Written instruction = Reproduce the entries in full, with no changes.

Records =
• • • • • • •
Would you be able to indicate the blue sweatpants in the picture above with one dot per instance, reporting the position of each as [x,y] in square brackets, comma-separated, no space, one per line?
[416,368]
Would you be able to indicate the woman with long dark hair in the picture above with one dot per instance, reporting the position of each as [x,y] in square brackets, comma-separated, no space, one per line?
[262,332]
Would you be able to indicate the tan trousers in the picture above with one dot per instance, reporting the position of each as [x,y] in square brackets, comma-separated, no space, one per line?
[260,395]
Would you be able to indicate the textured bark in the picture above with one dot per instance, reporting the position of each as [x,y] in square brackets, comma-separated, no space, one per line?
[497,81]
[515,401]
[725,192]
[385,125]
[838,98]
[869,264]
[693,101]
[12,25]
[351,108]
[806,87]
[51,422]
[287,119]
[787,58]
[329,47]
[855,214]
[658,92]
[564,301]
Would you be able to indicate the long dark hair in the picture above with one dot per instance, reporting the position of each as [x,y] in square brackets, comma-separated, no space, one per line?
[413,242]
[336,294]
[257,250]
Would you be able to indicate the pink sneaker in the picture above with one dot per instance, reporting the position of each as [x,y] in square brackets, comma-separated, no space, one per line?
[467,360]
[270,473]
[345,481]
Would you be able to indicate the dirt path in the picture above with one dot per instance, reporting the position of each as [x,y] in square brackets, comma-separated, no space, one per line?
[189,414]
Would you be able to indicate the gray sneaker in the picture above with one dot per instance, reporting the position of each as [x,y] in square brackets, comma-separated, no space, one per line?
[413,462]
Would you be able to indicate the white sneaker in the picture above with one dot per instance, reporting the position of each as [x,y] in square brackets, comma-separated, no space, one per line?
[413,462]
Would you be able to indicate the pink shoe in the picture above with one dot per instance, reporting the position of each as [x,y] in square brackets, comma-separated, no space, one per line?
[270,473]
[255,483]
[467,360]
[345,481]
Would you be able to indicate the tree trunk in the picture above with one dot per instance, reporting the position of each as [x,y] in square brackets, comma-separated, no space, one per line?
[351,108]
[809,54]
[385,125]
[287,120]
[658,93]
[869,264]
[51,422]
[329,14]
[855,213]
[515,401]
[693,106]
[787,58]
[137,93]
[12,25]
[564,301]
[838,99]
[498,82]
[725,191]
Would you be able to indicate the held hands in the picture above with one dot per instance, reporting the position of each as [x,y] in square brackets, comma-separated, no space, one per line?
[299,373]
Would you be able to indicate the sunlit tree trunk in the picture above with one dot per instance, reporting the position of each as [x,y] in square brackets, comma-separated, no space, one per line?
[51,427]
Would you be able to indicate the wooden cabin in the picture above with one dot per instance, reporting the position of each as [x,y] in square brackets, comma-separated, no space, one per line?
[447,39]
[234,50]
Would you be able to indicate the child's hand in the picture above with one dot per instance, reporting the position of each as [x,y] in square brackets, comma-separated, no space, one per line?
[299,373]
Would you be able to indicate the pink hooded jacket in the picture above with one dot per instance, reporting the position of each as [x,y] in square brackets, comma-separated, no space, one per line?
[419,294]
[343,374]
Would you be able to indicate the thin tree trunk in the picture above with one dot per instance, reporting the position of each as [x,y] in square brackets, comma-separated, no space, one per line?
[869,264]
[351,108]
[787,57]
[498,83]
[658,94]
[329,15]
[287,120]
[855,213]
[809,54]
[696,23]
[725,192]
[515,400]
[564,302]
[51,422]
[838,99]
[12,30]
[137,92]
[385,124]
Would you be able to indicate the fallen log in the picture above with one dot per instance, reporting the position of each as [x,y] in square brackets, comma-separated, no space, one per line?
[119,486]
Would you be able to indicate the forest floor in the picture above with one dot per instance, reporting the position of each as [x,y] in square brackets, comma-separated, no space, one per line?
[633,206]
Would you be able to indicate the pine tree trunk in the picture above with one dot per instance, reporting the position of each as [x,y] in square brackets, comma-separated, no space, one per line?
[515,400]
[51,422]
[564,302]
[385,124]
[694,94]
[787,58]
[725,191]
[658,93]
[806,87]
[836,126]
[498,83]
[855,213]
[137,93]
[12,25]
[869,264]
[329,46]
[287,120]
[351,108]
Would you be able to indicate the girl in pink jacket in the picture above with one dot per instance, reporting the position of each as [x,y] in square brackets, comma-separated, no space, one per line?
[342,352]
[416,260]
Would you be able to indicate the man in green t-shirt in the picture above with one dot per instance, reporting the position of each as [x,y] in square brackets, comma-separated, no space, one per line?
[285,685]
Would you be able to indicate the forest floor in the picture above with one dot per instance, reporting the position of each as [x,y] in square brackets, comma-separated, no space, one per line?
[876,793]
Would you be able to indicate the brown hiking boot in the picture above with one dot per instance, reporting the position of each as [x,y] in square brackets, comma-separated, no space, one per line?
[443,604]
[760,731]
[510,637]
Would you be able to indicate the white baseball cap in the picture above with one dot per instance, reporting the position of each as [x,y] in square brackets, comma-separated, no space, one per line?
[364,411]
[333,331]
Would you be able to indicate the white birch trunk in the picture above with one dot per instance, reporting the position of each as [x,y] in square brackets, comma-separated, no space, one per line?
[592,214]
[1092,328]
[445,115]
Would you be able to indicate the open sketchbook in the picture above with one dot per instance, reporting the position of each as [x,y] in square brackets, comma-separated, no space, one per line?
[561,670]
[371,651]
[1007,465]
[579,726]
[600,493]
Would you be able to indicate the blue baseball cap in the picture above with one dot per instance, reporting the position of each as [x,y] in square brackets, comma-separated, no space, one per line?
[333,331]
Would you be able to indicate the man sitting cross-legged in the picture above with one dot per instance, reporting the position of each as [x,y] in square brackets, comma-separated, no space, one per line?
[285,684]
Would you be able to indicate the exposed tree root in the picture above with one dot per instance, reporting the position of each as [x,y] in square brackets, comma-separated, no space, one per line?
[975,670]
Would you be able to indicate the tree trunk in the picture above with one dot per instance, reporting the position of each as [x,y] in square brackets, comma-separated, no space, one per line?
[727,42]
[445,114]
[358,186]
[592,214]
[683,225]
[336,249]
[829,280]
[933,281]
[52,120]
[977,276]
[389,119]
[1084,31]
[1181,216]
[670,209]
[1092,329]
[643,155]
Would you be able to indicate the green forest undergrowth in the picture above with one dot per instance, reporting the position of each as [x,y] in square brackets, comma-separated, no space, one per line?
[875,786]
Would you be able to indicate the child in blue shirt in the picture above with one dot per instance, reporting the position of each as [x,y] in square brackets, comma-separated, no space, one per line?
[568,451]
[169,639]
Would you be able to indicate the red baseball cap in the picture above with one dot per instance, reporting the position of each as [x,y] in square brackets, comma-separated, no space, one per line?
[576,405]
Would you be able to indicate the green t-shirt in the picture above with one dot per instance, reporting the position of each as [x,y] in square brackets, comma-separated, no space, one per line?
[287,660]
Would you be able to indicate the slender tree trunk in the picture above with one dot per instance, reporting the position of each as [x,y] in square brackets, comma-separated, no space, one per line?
• • • • • • •
Solution to the exercise =
Would you be able to indicate the blue sweatpants in the picture above with one dot per instance, reporting the position of each as [x,y] in square brackets, comma-separated, no space, one per line?
[416,368]
Would you be able to indicate the woman with long dark hair in the picture above with one dot per instance, reporting the position of each as [x,y] in square brackets, comma-separated, no space, one per line?
[262,332]
Would you be able to indicate the tan trousers in the picture above with one dot per instance, reporting the position of each as [x,y] in square brackets, comma-separated, no space, one per line?
[260,395]
Would you be able to indicate the textured bark in the picture above with one dot per instance, reporting the position of each as [x,y] in square brackets, comma-separated, no space, one per line?
[497,81]
[515,401]
[725,192]
[385,125]
[838,98]
[869,264]
[693,101]
[12,25]
[351,108]
[806,87]
[51,422]
[287,119]
[787,58]
[329,47]
[855,214]
[658,92]
[564,301]
Would you be able to indicate the long dark hair in the picture above with one dot per instance, reporting the position of each as [x,y] in square brackets, comma-separated, no space, one per line?
[413,242]
[336,294]
[257,250]
Would you be able to indicate the pink sneaker in the picture above with one dot per instance, reporting the position of each as [x,y] in square brackets, comma-separated, no space, one per line?
[467,360]
[270,473]
[345,481]
Would you be able to indicate the dirt path in the picture above with one dot per instance, reporting the position of each as [x,y] in square brackets, comma-separated, no space, one per line?
[189,414]
Would you be able to indicate the gray sneaker in the picture above with one dot per instance, reporting the position of each as [x,y] in square brackets, comma-separated, no space, one per line?
[413,462]
Would you be able to indicate the white sneaker in the picture above with one dot per instance, reporting the position of each as [x,y] in square brackets, comma-separated, no space, one per line?
[413,462]
Would you be able to indicate the pink shoe in the picture above with one dot per instance, reporting the position of each as [x,y] in square brackets, comma-separated, no space, one per line?
[270,473]
[255,483]
[467,360]
[345,481]
Would you be able to indicate the tree trunk in the picture above with one dot per instance, reporting the position of each as [x,y] in square brackets, comma-separated, no space, one per line?
[351,108]
[809,54]
[385,125]
[287,120]
[658,93]
[869,264]
[51,422]
[329,14]
[855,213]
[515,401]
[693,106]
[787,58]
[137,93]
[12,25]
[564,301]
[838,99]
[498,82]
[725,191]
Would you be able to indicate the held hands in the picture above with one dot per instance, reporting the position of each as [x,y] in square brackets, comma-separated, no space, one per line?
[299,373]
Would you be able to indicate the sunlit tree trunk in the picture above with one dot per instance, reporting the position of each as [x,y] in square brackets, comma-separated, no space, one per line?
[51,427]
Would you be able to indicate the wooden cabin in the picture above with one dot per instance, reporting the position of each as [x,y] in square brackets, comma-separated, no space, one per line?
[447,39]
[234,50]
Would you be able to indicate the child's hand in the picture above with one dot per instance, reporting the position of each as [x,y] in square brackets, comma-separated, no space, one per line?
[299,373]
Would you be able to indicate the pink hooded jacket in the picture above with one dot per instance, reporting the position of each as [x,y] in square brackets, comma-separated, no space, one per line?
[419,294]
[343,374]
Would you be able to indicate the thin tree trunk in the picture above with one dot per instance, reporting the position of each as [x,y] in square brackets, comma-separated, no space, one per line?
[869,264]
[351,108]
[787,57]
[498,83]
[658,94]
[329,15]
[287,120]
[855,213]
[809,54]
[696,23]
[725,192]
[515,400]
[564,302]
[51,422]
[838,99]
[12,30]
[137,92]
[385,124]
Would you be able to indicate the fallen log in the picture above with one dot per instance, reporting the position of each as [x,y] in square brackets, comma-separated, no space, one per line?
[119,486]
Would you be able to indicate the forest floor in the picture above with one dot per instance, reporting the position of each as [x,y] in square brackets, comma-separated, no space, one per line?
[633,206]
Would you be able to indicate the pine tree trunk in the picture above with one dot per instance, reporting the position of each as [x,y] in square brackets, comma-separated, no space, one per line?
[515,400]
[51,422]
[564,302]
[385,124]
[694,94]
[787,58]
[725,191]
[658,93]
[806,87]
[836,126]
[498,83]
[855,213]
[137,93]
[12,25]
[869,264]
[329,46]
[287,120]
[351,108]
Would you be able to indicate the girl in pink jacket in the picture above with one dot per instance, reporting the position of each as [x,y] in square brackets, comma-separated, no space, one per line?
[342,352]
[416,260]
Would you be able to indicate the man in green t-shirt in the picture above with one dot per instance, reporting the position of each as [x,y] in square brackets, comma-separated, no space, one per line?
[285,685]
Would you be able to indicate the forest floor in the picture above with one dot per instance, reporting the position of each as [x,y] in square brackets, comma-separated, no space, one per line?
[876,793]
Would you be able to indicate the brown hiking boot in the picture above with one dot per instance, reporting the position of each as [x,y] in square brackets, comma-separated, no space, one per line?
[443,604]
[760,731]
[510,637]
Would you be able to indicate the white baseball cap in the picture above with one dot per instance, reporting the position of each as [x,y] in square brackets, comma-separated, no space, one per line?
[364,411]
[333,331]
Would you be able to indicate the white birch trunk in the picture above with one dot per instance, reporting the position of each as [x,y] in square brackets, comma-separated, no space, one per line?
[592,214]
[1092,328]
[445,115]
Would you be able to indicate the open sketchbook in the picture above with one dot per instance, reporting the position of each as [x,y] in square brackets, comma-separated, no space, one per line?
[561,670]
[371,651]
[1007,465]
[579,726]
[600,493]
Would you be able to indicate the blue baseball cap in the picture above with one dot per instance, reporting the position of each as [x,y] in square brackets, comma-separated, no space, one per line?
[333,331]
Would you be able to indicate the man sitting cross-legged in the picture above with one dot per instance, reporting the position of each as [x,y] in square brackets, comma-separated, no space, one per line?
[285,684]
Would you be able to indicate the exposed tree root in the picture above with one dot per instance, reporting the position of each as [x,y] in square brackets, comma-separated, no space, one per line?
[975,670]
Would you be able to indicate the tree trunk in the picture above with one dot per instance, reporting the position of each as [x,y] in square brackets, comma-separated, no space, one per line?
[727,42]
[445,114]
[358,186]
[592,214]
[683,225]
[336,249]
[829,280]
[933,281]
[52,120]
[977,276]
[389,119]
[1084,31]
[1181,216]
[670,209]
[1092,329]
[643,155]
Would you be able to indicate the green forest undergrowth in the picture above with one dot per instance, reporting the position of each as [x,y] in square brackets, comma-separated, no space, one per line?
[875,786]
Would you be able to indicate the child in blue shirt in the picture above with one dot per instance, reporting the position of each as [x,y] in square brackets, comma-separated, no space, one per line?
[568,451]
[169,639]
Would you be able to indicate the red baseball cap in the picture above with one dot per instance, reporting the position of each as [x,y] in square brackets, comma-separated, no space, one per line?
[576,405]
Would you be able to indicate the green t-shirt in the picture above with one dot per instance, reporting the position of each as [x,y] in square brackets, comma-separated, no space, one per line?
[287,660]
Would you be able to indicate the slender tree trunk in the picture above with one dot per instance, reporting the position of each as [x,y] in square brackets, comma-separated, no space, one per line?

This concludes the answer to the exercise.